- [Dataset entries]:
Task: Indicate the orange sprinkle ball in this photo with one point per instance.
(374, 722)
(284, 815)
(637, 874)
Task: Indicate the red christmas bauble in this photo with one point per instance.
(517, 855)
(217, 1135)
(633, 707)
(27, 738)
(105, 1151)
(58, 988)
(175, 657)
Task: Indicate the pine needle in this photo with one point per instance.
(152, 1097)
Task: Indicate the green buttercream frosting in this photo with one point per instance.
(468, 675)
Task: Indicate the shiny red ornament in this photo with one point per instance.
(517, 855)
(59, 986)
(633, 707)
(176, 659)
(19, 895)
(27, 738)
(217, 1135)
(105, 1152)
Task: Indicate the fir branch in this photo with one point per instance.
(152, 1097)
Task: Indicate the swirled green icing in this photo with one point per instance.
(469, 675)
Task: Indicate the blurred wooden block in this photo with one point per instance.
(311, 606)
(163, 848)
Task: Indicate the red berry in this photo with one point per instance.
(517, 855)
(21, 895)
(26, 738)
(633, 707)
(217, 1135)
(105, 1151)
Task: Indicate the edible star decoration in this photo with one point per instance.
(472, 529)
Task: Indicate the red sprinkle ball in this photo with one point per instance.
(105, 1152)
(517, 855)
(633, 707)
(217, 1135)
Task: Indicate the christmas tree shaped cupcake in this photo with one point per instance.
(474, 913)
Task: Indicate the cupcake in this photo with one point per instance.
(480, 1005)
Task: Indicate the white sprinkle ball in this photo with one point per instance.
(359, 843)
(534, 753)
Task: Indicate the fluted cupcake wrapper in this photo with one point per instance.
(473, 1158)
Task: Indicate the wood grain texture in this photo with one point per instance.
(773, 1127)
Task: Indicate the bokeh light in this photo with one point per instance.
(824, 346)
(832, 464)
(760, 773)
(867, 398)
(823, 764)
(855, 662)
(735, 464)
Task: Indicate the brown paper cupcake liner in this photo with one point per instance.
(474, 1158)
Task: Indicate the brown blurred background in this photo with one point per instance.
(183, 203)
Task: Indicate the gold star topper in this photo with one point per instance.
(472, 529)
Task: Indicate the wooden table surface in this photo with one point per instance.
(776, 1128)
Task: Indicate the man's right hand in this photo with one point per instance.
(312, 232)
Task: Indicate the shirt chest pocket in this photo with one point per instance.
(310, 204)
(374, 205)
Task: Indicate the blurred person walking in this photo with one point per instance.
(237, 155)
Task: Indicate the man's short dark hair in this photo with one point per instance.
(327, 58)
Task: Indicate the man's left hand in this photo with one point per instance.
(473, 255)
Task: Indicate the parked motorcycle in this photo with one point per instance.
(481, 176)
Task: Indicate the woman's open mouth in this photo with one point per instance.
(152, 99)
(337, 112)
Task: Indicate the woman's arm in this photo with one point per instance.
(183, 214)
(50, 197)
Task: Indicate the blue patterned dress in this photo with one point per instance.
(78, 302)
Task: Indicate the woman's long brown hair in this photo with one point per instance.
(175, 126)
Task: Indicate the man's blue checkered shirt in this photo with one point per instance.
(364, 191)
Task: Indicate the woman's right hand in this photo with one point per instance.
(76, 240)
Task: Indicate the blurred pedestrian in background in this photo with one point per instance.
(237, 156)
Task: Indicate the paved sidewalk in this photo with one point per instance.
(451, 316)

- [Task prompt]: Write the records out again, character for character.

- [Response below]:
Task: Indicate the orange sprinkle ball in this photo with one point per instance.
(374, 722)
(284, 815)
(637, 874)
Task: Indicate the red christmas bauble in this photo with one point per instance.
(517, 855)
(217, 1135)
(633, 707)
(27, 738)
(105, 1151)
(58, 988)
(175, 657)
Task: Indicate the pine needle in this photo with one point per instance.
(152, 1097)
Task: Indicate the green buttercream frosting in this photo with one point per instance.
(468, 675)
Task: Indicate the shiny red ornament in this photo with one point per instance.
(517, 855)
(59, 986)
(633, 707)
(176, 659)
(19, 895)
(27, 738)
(217, 1135)
(105, 1152)
Task: Indicate the fir branch in this photo with one point per instance.
(152, 1097)
Task: Indicate the swirled green icing in this photo with one point per instance.
(469, 675)
Task: Indicate the blurred wooden block in this photo with one point per instance.
(311, 606)
(163, 848)
Task: Indicate the red berry in this photo with one point per instance.
(517, 855)
(21, 895)
(26, 738)
(633, 707)
(217, 1135)
(105, 1151)
Task: Indicate the edible star decoration in this photo with one point per instance.
(472, 529)
Task: Indicate the red sprinkle ball in this photo with one point per instance.
(105, 1152)
(517, 855)
(633, 707)
(217, 1135)
Task: Indicate the christmas tree shaped cupcake in this photo with one point per instance.
(474, 913)
Task: Indicate the cupcake in this photo with one point per instance.
(480, 1005)
Task: Indicate the white sprinkle ball in this photo with one point per instance.
(359, 843)
(534, 753)
Task: Indicate the fluted cupcake wrapper in this photo with one point per instance.
(473, 1158)
Task: Indicate the wood grain texture in this photo with one point per instance.
(773, 1127)
Task: Indicate the bokeh light in this photo with one point per instance.
(824, 346)
(832, 464)
(760, 773)
(867, 398)
(823, 764)
(855, 662)
(735, 464)
Task: Indicate the brown paper cupcake liner in this photo with one point per instance.
(474, 1158)
Task: Indicate the brown blurred background in this photo with one point per instance.
(183, 203)
Task: Indicate the gold star topper in this photo with one point per instance.
(472, 529)
Task: Indicate the wooden table surface in this photo with one point per instance.
(776, 1128)
Task: Indicate the man's right hand in this photo with one point per instance.
(312, 232)
Task: Indicate the shirt chest pocket in this photo with one point per instance.
(310, 204)
(374, 205)
Task: Indicate the blurred person walking in this photo with one point per instance.
(237, 155)
Task: Indicate the man's short dark hair in this photo with one point per instance.
(327, 58)
Task: Indicate the man's left hand in this photo with one point per instance.
(473, 255)
Task: Indicate the parked motorcycle in this photo with one point per instance.
(481, 176)
Task: Indicate the woman's open mouth in this photo with one point per instance.
(152, 99)
(337, 112)
Task: Indicate the woman's arm in this photo with one point per instance.
(183, 214)
(50, 197)
Task: Indicate the blue patterned dress in this photo with one point per instance.
(78, 302)
Task: Indicate the woman's long brown hair in this photo with one point per instance.
(175, 126)
Task: Indicate the man's blue checkered shirt in this photo with one point per instance.
(364, 191)
Task: Indicate the woman's right hand in this photo with one point per instance.
(76, 240)
Task: Indicate the blurred pedestrian in background in this photo with one point per instance.
(237, 156)
Task: Indicate the paved sidewalk in this photo with one point per instance.
(451, 316)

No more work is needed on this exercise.